— Task description —
Scan the entries for lines with the word "winding" and copy those lines.

— Supplied data —
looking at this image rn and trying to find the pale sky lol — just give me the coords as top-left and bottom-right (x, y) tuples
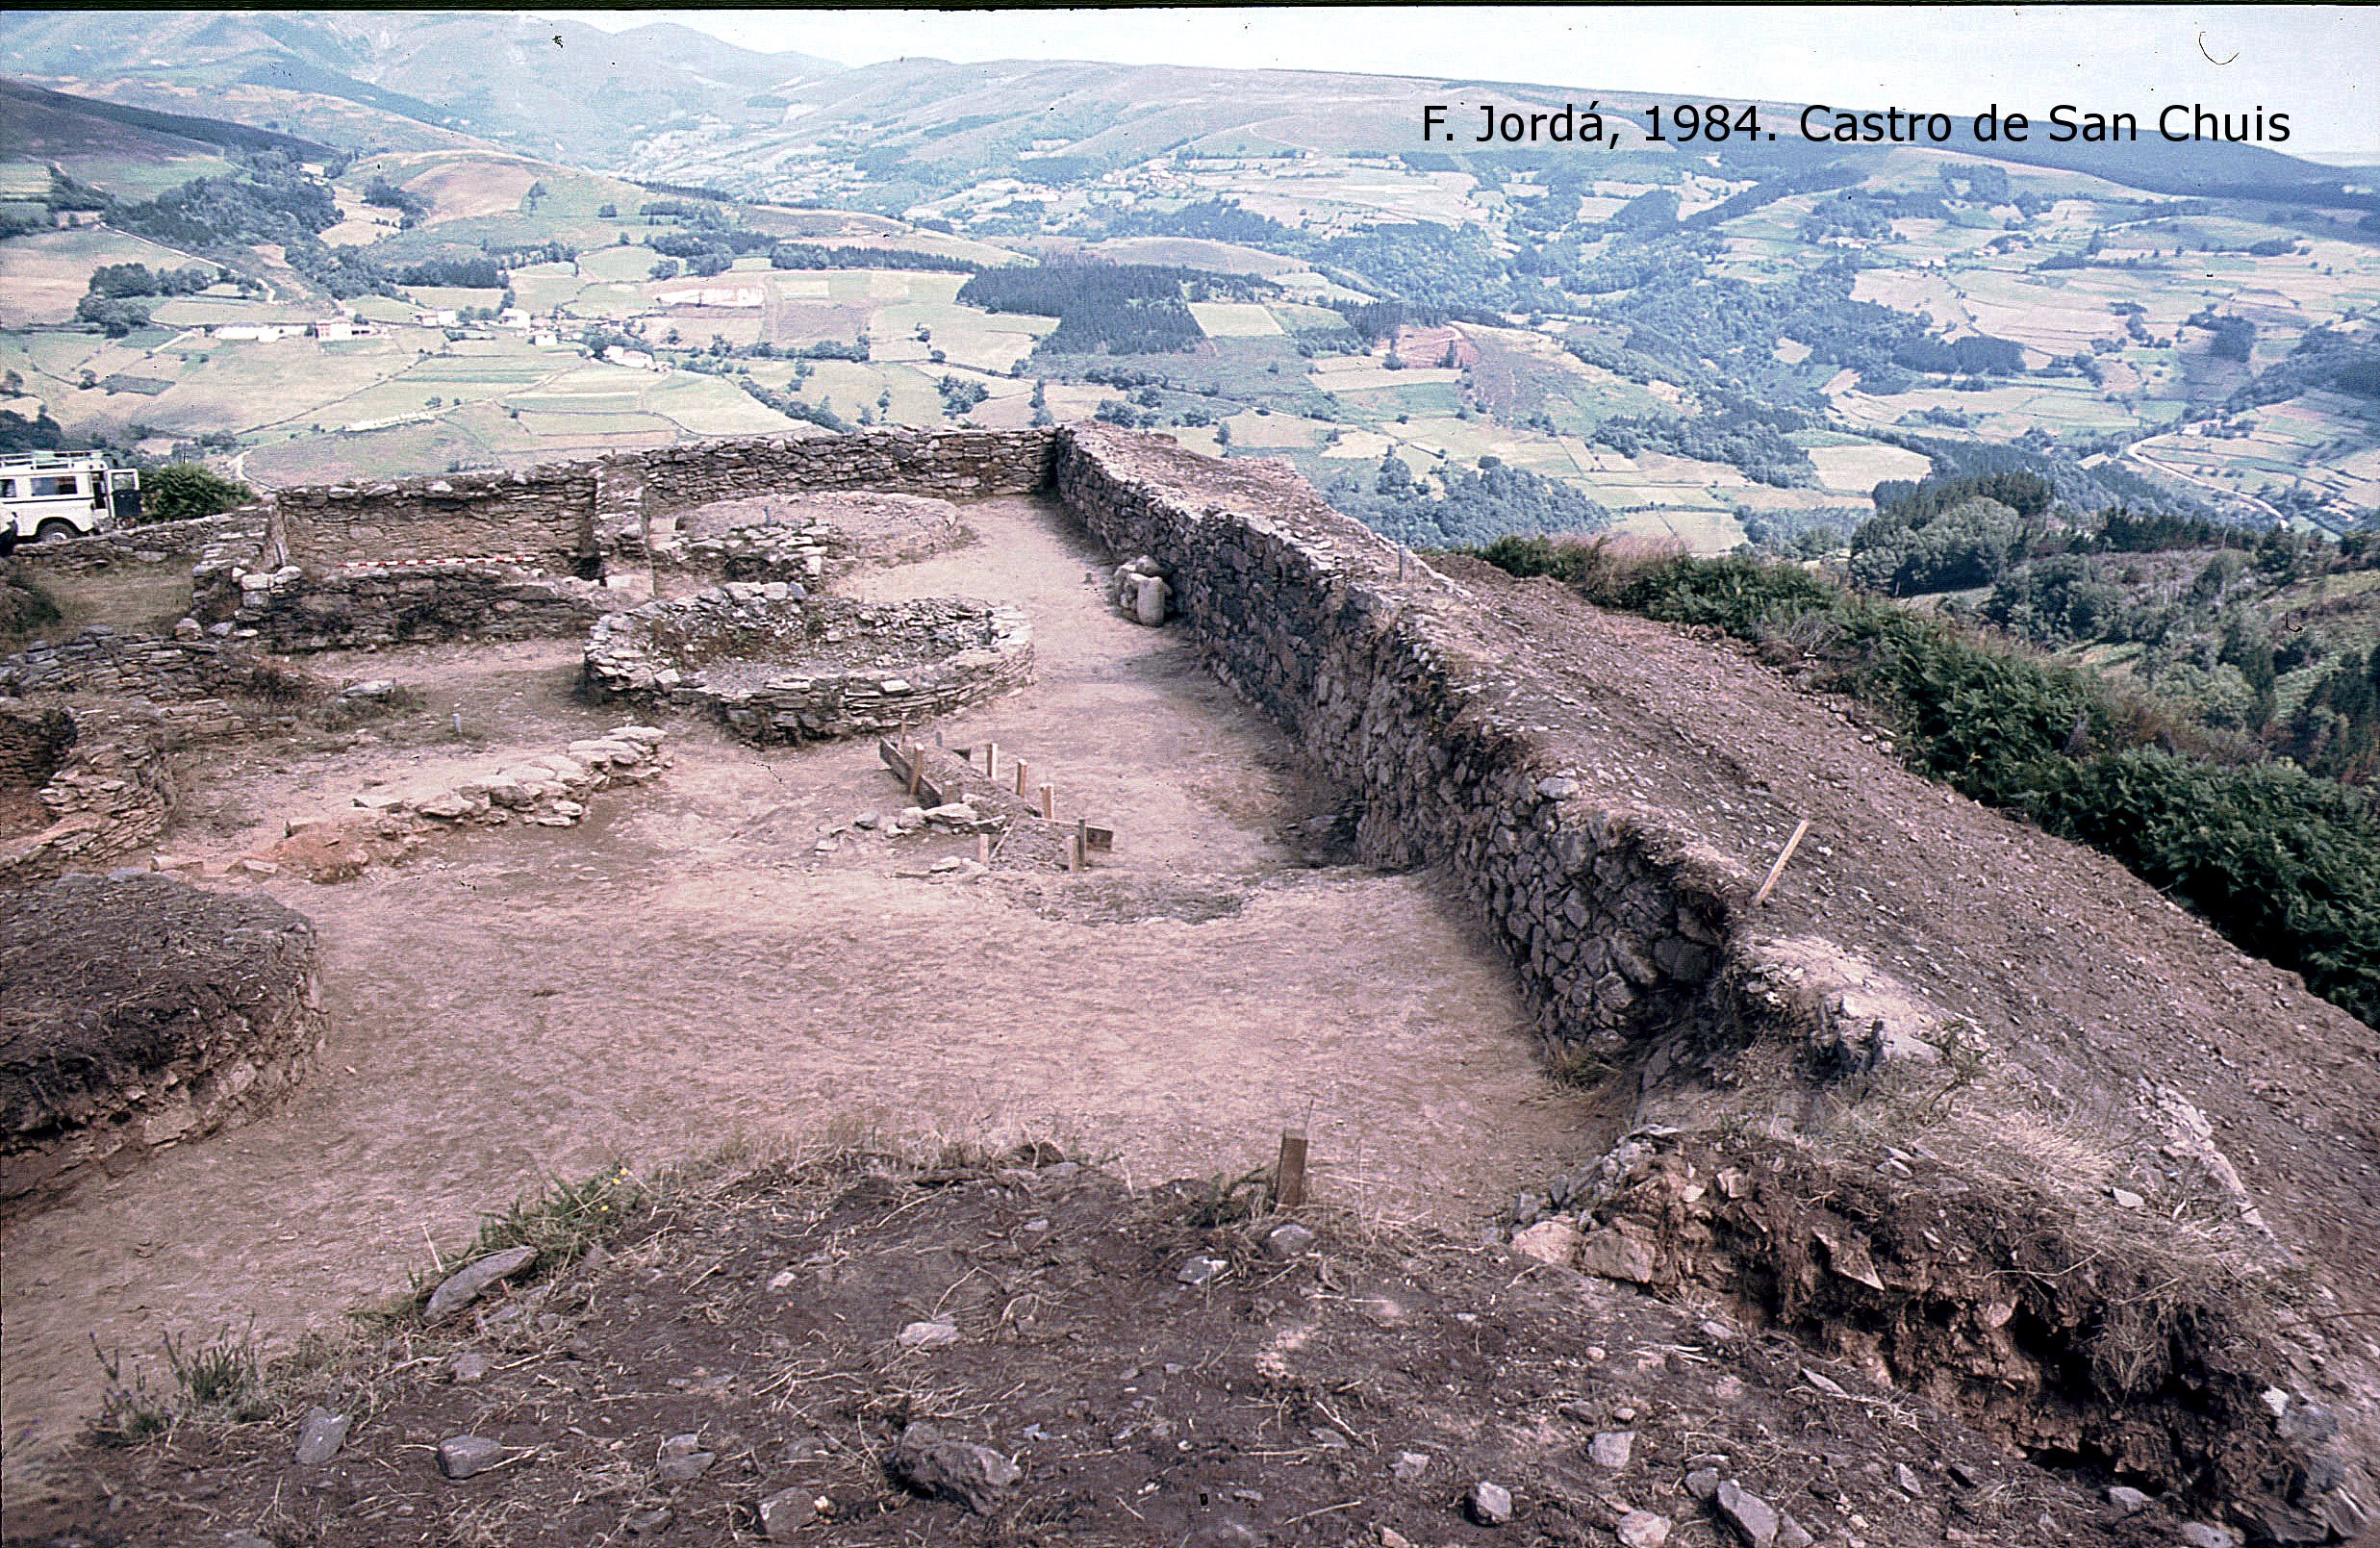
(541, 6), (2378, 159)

* * *

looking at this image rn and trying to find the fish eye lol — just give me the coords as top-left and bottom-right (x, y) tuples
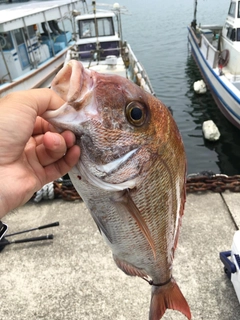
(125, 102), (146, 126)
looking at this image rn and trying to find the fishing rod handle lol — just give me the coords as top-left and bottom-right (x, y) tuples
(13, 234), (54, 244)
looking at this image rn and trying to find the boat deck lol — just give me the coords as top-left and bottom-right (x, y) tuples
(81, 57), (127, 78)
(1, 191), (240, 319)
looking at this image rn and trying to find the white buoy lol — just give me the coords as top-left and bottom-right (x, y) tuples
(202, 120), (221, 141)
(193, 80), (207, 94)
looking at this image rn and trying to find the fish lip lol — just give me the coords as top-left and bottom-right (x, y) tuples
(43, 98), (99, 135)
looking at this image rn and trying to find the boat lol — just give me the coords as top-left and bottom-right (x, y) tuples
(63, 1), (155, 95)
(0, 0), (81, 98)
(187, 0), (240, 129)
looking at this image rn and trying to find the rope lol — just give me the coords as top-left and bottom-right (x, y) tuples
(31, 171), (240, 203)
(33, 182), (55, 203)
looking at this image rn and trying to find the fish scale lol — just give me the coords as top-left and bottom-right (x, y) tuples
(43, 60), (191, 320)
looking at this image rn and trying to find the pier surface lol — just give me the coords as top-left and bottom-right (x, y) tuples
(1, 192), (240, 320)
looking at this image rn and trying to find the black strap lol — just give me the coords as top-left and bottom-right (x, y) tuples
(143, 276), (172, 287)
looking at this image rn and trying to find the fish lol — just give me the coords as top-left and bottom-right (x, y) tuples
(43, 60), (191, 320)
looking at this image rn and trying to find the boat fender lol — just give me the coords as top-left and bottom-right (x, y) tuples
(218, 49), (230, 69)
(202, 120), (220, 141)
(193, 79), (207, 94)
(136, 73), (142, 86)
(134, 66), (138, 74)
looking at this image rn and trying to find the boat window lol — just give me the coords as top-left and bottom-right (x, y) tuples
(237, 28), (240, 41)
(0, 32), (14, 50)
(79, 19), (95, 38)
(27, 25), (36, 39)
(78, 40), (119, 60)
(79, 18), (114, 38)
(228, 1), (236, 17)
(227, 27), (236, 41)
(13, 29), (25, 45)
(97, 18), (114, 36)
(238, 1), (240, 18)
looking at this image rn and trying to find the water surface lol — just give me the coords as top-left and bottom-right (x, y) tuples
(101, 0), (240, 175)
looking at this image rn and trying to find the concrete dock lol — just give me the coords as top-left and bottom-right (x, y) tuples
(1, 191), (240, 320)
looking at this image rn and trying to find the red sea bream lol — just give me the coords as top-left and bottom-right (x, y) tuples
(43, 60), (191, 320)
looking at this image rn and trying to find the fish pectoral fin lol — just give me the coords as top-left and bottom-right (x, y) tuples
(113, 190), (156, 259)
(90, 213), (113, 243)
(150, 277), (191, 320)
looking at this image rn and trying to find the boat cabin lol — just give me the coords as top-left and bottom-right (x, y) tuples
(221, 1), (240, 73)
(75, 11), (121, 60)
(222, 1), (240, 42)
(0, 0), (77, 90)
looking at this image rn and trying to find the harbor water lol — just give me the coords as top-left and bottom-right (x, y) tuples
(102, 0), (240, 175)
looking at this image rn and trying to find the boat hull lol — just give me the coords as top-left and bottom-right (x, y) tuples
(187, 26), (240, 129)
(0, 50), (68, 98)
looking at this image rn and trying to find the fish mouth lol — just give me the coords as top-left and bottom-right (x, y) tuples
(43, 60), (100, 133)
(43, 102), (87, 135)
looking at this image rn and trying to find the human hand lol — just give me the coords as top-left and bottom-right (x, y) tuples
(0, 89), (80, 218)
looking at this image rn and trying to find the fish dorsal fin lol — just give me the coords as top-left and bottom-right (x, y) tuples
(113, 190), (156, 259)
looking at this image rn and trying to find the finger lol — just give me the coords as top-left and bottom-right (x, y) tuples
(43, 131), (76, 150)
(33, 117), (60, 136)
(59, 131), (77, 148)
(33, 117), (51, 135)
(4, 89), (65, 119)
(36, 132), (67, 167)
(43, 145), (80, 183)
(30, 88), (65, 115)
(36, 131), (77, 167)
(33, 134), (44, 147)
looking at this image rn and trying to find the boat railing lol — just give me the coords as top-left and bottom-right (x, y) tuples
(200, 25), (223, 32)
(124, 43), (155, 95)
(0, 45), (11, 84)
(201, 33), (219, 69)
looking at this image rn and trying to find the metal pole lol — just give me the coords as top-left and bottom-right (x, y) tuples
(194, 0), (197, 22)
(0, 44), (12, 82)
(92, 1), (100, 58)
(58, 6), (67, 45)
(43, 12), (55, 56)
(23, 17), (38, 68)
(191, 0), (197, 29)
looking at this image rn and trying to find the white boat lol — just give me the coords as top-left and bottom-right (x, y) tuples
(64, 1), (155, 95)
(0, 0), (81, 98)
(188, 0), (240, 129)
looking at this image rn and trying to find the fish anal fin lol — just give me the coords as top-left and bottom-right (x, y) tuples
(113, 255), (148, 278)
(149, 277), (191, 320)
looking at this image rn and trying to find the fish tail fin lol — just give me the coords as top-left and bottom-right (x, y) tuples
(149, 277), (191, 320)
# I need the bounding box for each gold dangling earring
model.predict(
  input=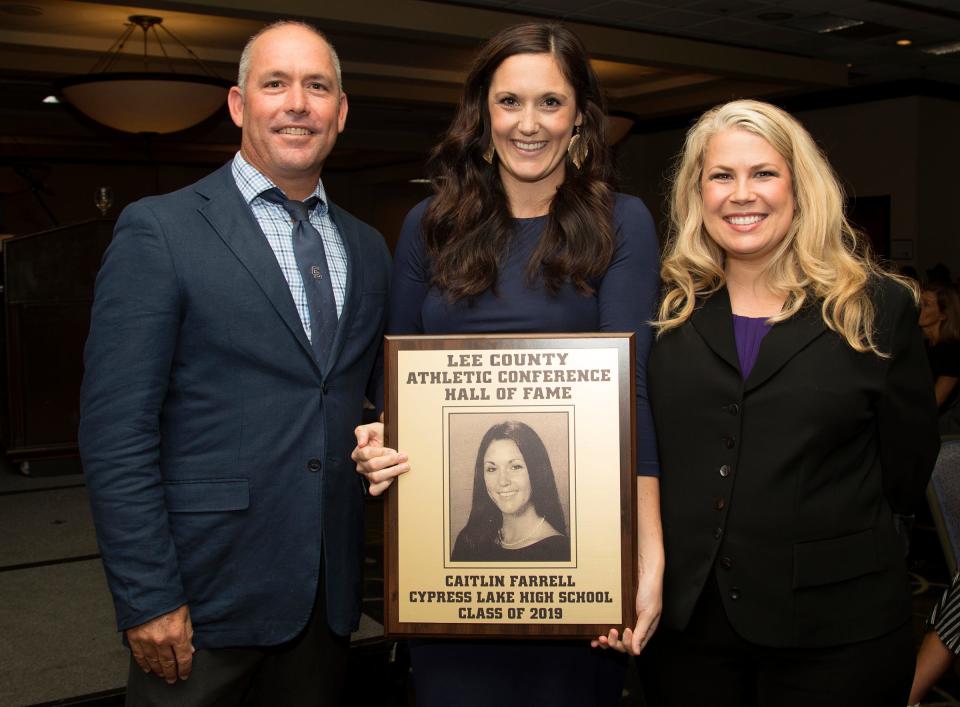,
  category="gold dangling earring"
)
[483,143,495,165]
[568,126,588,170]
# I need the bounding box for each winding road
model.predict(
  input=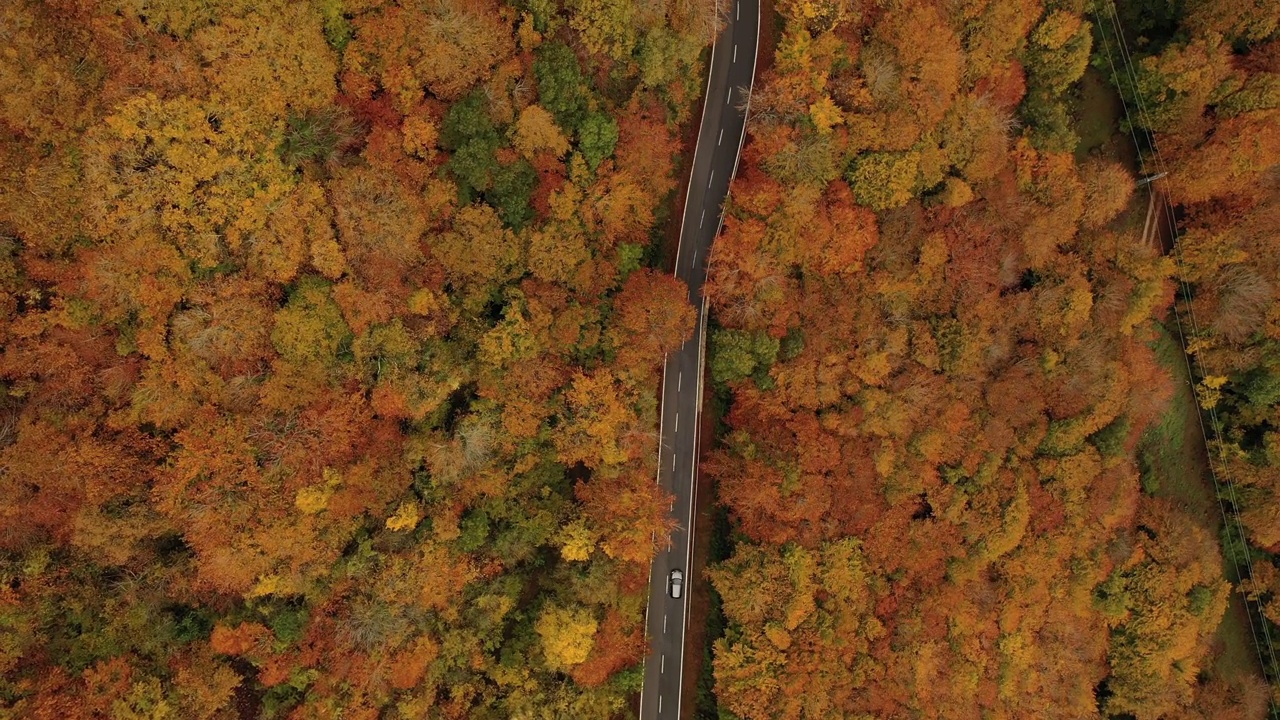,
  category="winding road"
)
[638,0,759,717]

— Expected output —
# I need the bounding box for each winding road
  category="winding road"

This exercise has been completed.